==== TEXT FOR ANALYSIS

And what of collaboration with the West on these issues going forward? Does Yao think China can rebuild such relationships post pandemic, or is all the mudslinging from both sides getting in the way of progress?

“It’s making it harder because of the noise it creates. When we’re facing these global challenges we really need collaboration and we don’t just need one player to solve all the problems.”

This reminds me of something she brings up earlier in our conversation – a book she gathered stories for in 2021. Although the book (in Chinese and titled The Self We Choose) was about leadership, it featured the voices of all 20 of the women who had made the journey to Antarctica, all of whom are now in climate or nature-related jobs.

“That’s very rare in leadership books. Usually they’re about one story or one person’s success, and how they’ve monetised that. You know, like Bill Gates or Ray Dalio – it’s never about a collective.

“I think it’s quite special to think about the power of community, and to know that we don’t need to create the same kind of lone heroes that the male dominated model argues for. The individual explorer; the one superhero who’s gonna save everything…it takes a lot more. It takes community, soft skills, communication, emotional intelligence…”

It seems both businesses and governments have something to learn from Songqiao Yao. Now she’s able to meet with their stakeholders face to face, let’s just hope they’re listening.

========
==== GIVEN ENTRIES

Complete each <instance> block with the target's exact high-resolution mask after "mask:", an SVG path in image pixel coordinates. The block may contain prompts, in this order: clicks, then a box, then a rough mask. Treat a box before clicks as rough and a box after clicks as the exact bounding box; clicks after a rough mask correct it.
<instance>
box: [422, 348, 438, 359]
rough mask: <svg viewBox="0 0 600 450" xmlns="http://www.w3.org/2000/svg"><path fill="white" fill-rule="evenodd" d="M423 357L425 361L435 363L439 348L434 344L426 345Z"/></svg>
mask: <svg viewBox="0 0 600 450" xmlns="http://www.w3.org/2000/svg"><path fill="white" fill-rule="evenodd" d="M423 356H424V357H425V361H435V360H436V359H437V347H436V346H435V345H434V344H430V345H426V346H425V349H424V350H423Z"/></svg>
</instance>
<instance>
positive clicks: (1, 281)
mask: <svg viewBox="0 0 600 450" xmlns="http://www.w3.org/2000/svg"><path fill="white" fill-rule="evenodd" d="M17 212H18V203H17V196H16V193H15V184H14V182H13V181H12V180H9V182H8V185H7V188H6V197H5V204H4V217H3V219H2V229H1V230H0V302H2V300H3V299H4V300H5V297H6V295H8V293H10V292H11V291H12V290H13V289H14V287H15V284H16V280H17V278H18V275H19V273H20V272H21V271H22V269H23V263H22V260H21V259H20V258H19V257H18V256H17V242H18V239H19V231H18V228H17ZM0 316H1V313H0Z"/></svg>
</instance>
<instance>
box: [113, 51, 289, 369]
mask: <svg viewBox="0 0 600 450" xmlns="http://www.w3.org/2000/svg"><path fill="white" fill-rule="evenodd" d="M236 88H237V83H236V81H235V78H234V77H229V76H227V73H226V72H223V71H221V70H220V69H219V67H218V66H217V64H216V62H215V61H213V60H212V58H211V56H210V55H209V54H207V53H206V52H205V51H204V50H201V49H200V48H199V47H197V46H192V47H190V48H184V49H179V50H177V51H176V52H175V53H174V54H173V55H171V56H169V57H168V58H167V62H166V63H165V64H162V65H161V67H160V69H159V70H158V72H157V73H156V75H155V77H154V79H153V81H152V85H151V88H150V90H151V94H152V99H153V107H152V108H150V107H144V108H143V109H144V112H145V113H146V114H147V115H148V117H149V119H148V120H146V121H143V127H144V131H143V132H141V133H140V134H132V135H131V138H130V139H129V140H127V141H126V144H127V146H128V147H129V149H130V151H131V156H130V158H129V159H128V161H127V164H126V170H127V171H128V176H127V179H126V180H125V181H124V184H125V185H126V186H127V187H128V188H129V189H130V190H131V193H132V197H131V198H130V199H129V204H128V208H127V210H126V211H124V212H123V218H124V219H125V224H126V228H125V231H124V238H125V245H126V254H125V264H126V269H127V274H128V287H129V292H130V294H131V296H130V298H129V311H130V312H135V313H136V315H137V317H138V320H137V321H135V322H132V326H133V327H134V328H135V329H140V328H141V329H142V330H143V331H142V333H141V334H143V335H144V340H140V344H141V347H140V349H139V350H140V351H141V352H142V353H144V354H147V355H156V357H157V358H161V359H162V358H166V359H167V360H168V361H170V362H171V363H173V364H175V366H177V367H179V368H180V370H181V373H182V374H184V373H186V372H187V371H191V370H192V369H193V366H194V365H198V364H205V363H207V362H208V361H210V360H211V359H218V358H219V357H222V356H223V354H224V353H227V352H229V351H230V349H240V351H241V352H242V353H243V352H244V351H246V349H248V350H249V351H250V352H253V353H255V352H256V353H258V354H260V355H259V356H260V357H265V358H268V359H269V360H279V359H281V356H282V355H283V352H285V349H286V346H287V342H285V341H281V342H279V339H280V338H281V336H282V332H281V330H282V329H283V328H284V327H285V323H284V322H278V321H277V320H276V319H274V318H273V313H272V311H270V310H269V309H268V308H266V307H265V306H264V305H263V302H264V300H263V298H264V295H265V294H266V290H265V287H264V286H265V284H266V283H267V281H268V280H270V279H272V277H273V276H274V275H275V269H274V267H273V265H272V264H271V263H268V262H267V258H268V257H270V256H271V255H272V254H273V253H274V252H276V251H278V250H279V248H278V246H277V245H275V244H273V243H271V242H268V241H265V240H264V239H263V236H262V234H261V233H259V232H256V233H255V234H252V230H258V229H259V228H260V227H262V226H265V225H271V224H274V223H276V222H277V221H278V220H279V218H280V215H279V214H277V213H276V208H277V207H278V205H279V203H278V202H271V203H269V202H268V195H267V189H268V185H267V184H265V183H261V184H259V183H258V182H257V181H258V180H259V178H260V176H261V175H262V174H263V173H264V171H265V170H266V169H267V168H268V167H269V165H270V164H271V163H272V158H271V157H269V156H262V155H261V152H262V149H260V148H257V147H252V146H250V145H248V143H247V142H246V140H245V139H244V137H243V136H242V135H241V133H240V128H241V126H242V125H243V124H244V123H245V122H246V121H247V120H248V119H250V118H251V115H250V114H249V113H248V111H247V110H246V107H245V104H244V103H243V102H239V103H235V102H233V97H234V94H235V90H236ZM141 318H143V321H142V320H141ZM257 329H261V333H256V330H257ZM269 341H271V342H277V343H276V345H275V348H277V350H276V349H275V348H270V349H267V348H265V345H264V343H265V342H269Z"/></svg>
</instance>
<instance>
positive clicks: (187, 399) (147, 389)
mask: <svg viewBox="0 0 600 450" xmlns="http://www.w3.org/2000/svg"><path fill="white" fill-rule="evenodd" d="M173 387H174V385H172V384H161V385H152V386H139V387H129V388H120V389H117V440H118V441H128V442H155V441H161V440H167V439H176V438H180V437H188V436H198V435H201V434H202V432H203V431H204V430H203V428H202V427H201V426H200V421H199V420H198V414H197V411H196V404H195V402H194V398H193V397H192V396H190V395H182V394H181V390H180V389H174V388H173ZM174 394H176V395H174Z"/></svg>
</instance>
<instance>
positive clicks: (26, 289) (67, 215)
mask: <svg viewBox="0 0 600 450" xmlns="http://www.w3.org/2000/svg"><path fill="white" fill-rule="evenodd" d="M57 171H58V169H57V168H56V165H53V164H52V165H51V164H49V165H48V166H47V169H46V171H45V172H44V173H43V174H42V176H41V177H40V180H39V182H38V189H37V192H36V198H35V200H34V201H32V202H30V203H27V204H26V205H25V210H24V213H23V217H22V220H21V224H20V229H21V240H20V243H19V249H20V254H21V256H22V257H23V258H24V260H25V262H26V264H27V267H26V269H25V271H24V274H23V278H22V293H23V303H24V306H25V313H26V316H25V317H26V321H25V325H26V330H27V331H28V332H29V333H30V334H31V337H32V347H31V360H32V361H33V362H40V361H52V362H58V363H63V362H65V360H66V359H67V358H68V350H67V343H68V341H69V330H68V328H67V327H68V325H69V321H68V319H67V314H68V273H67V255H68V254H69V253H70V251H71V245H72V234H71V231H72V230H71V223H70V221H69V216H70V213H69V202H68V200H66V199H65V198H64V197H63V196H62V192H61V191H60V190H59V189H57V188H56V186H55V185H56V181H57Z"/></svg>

========

Copy out the entire passage about Songqiao Yao from above, word for word, with nothing changed or left out.

And what of collaboration with the West on these issues going forward? Does Yao think China can rebuild such relationships post pandemic, or is all the mudslinging from both sides getting in the way of progress?

“It’s making it harder because of the noise it creates. When we’re facing these global challenges we really need collaboration and we don’t just need one player to solve all the problems.”

This reminds me of something she brings up earlier in our conversation – a book she gathered stories for in 2021. Although the book (in Chinese and titled The Self We Choose) was about leadership, it featured the voices of all 20 of the women who had made the journey to Antarctica, all of whom are now in climate or nature-related jobs.

“That’s very rare in leadership books. Usually they’re about one story or one person’s success, and how they’ve monetised that. You know, like Bill Gates or Ray Dalio – it’s never about a collective.

“I think it’s quite special to think about the power of community, and to know that we don’t need to create the same kind of lone heroes that the male dominated model argues for. The individual explorer; the one superhero who’s gonna save everything…it takes a lot more. It takes community, soft skills, communication, emotional intelligence…”

It seems both businesses and governments have something to learn from Songqiao Yao. Now she’s able to meet with their stakeholders face to face, let’s just hope they’re listening.